- GIVEN REQUEST
Copy the records below exactly as they appear.

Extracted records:
— Start —

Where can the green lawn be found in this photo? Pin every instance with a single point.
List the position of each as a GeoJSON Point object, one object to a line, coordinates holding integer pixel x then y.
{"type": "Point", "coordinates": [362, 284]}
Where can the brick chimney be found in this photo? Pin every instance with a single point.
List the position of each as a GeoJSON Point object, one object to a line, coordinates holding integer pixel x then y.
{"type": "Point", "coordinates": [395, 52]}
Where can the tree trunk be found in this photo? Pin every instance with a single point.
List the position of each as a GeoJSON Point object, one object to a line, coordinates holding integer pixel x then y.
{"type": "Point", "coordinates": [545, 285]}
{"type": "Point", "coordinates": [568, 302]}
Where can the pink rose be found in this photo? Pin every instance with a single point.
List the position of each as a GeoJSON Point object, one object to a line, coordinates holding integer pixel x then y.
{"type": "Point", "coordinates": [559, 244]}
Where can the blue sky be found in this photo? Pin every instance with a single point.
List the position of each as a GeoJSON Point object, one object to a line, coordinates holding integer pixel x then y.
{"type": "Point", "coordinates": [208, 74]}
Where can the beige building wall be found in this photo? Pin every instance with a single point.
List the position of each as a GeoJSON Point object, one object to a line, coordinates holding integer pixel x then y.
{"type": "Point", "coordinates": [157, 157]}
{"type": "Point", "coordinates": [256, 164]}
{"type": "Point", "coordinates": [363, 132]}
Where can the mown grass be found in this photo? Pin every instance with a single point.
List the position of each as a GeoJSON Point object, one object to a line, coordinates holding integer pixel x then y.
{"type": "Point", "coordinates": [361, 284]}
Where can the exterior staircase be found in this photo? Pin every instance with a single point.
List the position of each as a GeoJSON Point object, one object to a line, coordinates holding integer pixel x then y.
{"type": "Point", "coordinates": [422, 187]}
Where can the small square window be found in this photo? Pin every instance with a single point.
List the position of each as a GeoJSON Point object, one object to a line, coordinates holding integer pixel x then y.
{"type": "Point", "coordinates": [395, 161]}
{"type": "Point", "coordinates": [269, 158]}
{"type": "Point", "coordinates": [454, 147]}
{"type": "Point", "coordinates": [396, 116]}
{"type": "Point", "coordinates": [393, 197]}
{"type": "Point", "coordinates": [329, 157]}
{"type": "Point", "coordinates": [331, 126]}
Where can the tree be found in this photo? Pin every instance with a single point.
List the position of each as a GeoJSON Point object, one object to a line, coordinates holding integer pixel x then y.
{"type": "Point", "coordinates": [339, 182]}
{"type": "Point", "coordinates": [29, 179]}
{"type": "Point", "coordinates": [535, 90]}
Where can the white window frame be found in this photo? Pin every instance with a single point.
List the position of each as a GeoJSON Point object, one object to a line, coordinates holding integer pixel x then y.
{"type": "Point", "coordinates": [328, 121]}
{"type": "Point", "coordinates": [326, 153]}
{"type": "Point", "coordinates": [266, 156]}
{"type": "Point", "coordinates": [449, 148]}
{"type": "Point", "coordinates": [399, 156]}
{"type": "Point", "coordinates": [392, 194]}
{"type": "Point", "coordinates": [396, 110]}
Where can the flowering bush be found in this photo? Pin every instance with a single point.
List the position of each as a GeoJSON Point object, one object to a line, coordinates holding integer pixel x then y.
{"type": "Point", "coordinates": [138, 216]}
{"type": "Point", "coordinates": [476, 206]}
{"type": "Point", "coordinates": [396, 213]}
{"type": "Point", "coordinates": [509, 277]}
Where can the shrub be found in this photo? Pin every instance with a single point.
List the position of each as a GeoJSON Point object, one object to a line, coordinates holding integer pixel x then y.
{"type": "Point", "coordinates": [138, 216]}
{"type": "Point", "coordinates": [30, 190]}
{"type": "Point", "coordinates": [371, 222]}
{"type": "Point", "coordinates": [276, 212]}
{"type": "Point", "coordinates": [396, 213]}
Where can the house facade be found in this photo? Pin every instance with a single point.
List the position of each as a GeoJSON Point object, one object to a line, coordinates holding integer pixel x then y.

— End —

- EXERCISE RESULT
Where can the green lawn be found in this photo? Pin every instance with a single point.
List the position of each as a GeoJSON Point object, one object to a line, coordinates holding integer pixel x then y.
{"type": "Point", "coordinates": [362, 284]}
Where can the brick chimney be found in this photo? Pin every instance with a single point.
List the position of each as a GeoJSON Point object, one object to a line, coordinates holding integer pixel x then y.
{"type": "Point", "coordinates": [395, 52]}
Where can the tree trunk be found in this photo? Pin every instance with a single point.
List the position of each as a GeoJSON Point object, one object to a line, coordinates holding integer pixel x then y.
{"type": "Point", "coordinates": [545, 285]}
{"type": "Point", "coordinates": [568, 302]}
Where can the pink rose be found in this photo? Pin every instance with a single point.
List the position of each as a GeoJSON Point object, one object to a line, coordinates holding integer pixel x then y.
{"type": "Point", "coordinates": [559, 244]}
Where can the blue sky be found in this photo? Pin every instance with a single point.
List the position of each as a GeoJSON Point object, one object to a line, coordinates holding integer pixel x then y.
{"type": "Point", "coordinates": [208, 74]}
Where can the beige building wall be found in this photo? Pin every instance with a single point.
List the position of each as a GeoJSON Point object, one object to a line, coordinates holding integer pixel x then y.
{"type": "Point", "coordinates": [157, 157]}
{"type": "Point", "coordinates": [256, 164]}
{"type": "Point", "coordinates": [363, 132]}
Where can the mown grass be found in this photo? Pin every instance with a single point.
List the position of each as a GeoJSON Point object, one object to a line, coordinates holding integer pixel x then y.
{"type": "Point", "coordinates": [361, 284]}
Where can the exterior staircase be found in this photo? Pin every instance with a single point.
List the position of each as a GeoJSON Point object, one object to a line, coordinates holding integer pixel x then y.
{"type": "Point", "coordinates": [422, 187]}
Where can the small square window be found in this photo? Pin every instance with a single point.
List the position of each as a GeoJSON Point object, one object to a line, coordinates holding integer pixel x then y.
{"type": "Point", "coordinates": [395, 161]}
{"type": "Point", "coordinates": [269, 158]}
{"type": "Point", "coordinates": [454, 147]}
{"type": "Point", "coordinates": [396, 116]}
{"type": "Point", "coordinates": [393, 197]}
{"type": "Point", "coordinates": [329, 157]}
{"type": "Point", "coordinates": [331, 126]}
Where can the tree be found in this photo? Pin every instance with a single point.
List the position of each as a GeoJSON Point object, one object to a line, coordinates holding integer pixel x then y.
{"type": "Point", "coordinates": [339, 182]}
{"type": "Point", "coordinates": [29, 179]}
{"type": "Point", "coordinates": [535, 90]}
Where can the white window frame be found in this photo? Pin every instance with a single point.
List the position of each as a GeoJSON Point object, one object to a line, coordinates holding integer pixel x then y.
{"type": "Point", "coordinates": [328, 121]}
{"type": "Point", "coordinates": [326, 153]}
{"type": "Point", "coordinates": [266, 156]}
{"type": "Point", "coordinates": [449, 148]}
{"type": "Point", "coordinates": [399, 156]}
{"type": "Point", "coordinates": [392, 194]}
{"type": "Point", "coordinates": [396, 110]}
Where can the flowering bush be found in this photo? Pin every instance with a single point.
List the position of each as a GeoJSON Point object, one object to a line, coordinates holding integer pixel x then y.
{"type": "Point", "coordinates": [138, 216]}
{"type": "Point", "coordinates": [476, 206]}
{"type": "Point", "coordinates": [396, 213]}
{"type": "Point", "coordinates": [509, 277]}
Where can the shrub be found in this photo? Pin every instance with a single point.
List the position of each as a GeoJSON Point object, one object to a line, coordinates holding integer pixel x then y.
{"type": "Point", "coordinates": [138, 216]}
{"type": "Point", "coordinates": [30, 190]}
{"type": "Point", "coordinates": [371, 222]}
{"type": "Point", "coordinates": [276, 212]}
{"type": "Point", "coordinates": [396, 213]}
Where can the house facade be found in this photo? Pin every instance with a single point.
List the position of each as a GeoJSON Point object, one object to a line, coordinates holding integer pixel x then y.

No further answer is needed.